> _Document section_:
* begin *
The Apollo Moon Hoax: An Overview


Introduction

Yes, it’s been a long time since I’ve done a post … sorry folks, I’ve been busy with work and vacations and other stuff. But enough with excuses! In commemoration of the 40th anniversary of the July 20, 1969, Apollo 11 landing by the lunar module “Eagle” piloted by Neil Armstrong and also manned by Buzz Aldrin, I am going to devote the next month of postings to a series that debunks the Apollo Moon Hoax.

In other words, the direct goal of these postings is NOT to prove we went to the moon, landing 12 men on the surface and bringing them successfully back (along with a load of lunar science). Rather, I will pick through the main hoax claims and show why each of them, in turn, is flawed.

The specific purpose of this introductory post is to discuss the hoax in general and why I will be debunking it as I state above.

All posts in this series:

Why the Hoax?

There is a small group of people who have made propagating the idea that the US government hoaxed the moon landings a significant part of their life’s work. In name, the four main people with whom I am familiar are Bill Kaysing (now deceased), David Percy (along with Mary Bennett), Ralph Rene, and Bart Sibrel. The two most active people in the “field” today are Rene and Sibrel, with Sibrel being the most visible.

One may ask, “Why do you think this was a hoax?” I cannot read these peoples’ minds, and I do not want to be accused of libel, so I am stating up-front that I do not attribute any of these reasons directly to any of those people. That said, in general, people like conspiracies and mysteries. It almost may seem anti-climactic to those Generation X and Y folks who were born over a decade after the landings that, “Yeah, we went to the moon.” It’s much more interesting to think that there is something else behind it. In addition, there is almost always an inherent distrust of “the Official story” and especially if that Official story comes from the government – a body that almost no one really trusts anymore.
* end *
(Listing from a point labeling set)
* begin *
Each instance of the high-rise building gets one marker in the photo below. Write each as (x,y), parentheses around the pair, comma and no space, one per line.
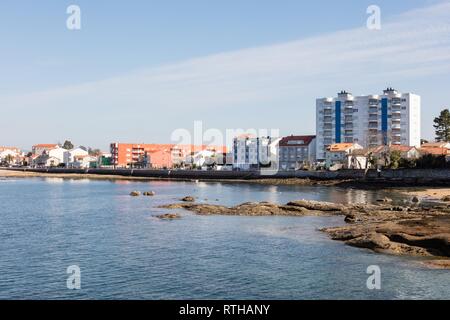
(392,118)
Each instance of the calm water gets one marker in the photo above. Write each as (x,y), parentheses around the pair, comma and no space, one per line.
(124,252)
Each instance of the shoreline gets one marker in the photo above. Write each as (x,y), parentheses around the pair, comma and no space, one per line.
(421,231)
(427,188)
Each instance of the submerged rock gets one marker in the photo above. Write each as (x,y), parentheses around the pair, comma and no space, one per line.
(169,216)
(401,230)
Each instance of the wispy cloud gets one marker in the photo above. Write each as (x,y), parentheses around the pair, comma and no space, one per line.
(409,46)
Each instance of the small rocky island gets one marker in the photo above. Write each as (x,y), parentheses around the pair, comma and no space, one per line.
(413,229)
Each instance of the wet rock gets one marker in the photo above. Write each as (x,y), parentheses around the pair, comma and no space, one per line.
(401,230)
(169,216)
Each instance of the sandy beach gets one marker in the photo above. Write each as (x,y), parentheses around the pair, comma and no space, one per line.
(429,193)
(23,174)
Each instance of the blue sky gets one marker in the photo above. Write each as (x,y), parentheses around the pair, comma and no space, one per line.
(138,70)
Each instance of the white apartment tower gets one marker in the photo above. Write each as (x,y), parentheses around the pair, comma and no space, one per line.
(390,118)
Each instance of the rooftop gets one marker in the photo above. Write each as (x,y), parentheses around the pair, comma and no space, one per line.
(296,141)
* end *
> _Prompt 1_:
Return the passage of the Apollo Moon Hoax overview starting with "The Apollo Moon Hoax: An Overview" and going on through "turn, is flawed.".
> _Prompt 2_:
According to the Apollo Moon Hoax overview, which two people are the most active in the field today?
> _Prompt 3_:
Condense the paragraph of the Apollo Moon Hoax overview that opens with "There is a small group of people" while keeping its main facts.
Rely only on the Apollo Moon Hoax overview.

> _Reply 1_:
The Apollo Moon Hoax: An Overview


Introduction

Yes, it’s been a long time since I’ve done a post … sorry folks, I’ve been busy with work and vacations and other stuff. But enough with excuses! In commemoration of the 40th anniversary of the July 20, 1969, Apollo 11 landing by the lunar module “Eagle” piloted by Neil Armstrong and also manned by Buzz Aldrin, I am going to devote the next month of postings to a series that debunks the Apollo Moon Hoax.

In other words, the direct goal of these postings is NOT to prove we went to the moon, landing 12 men on the surface and bringing them successfully back (along with a load of lunar science). Rather, I will pick through the main hoax claims and show why each of them, in turn, is flawed.

> _Reply 2_:
Rene and Sibrel, with Sibrel being the most visible.

> _Reply 3_:
A small group of people has made spreading the idea that the US government faked the moon landings a significant part of their life's work. The four main figures the writer knows of are Bill Kaysing (now deceased), David Percy (with Mary Bennett), Ralph Rene, and Bart Sibrel. Rene and Sibrel are the most active today, and Sibrel is the most visible.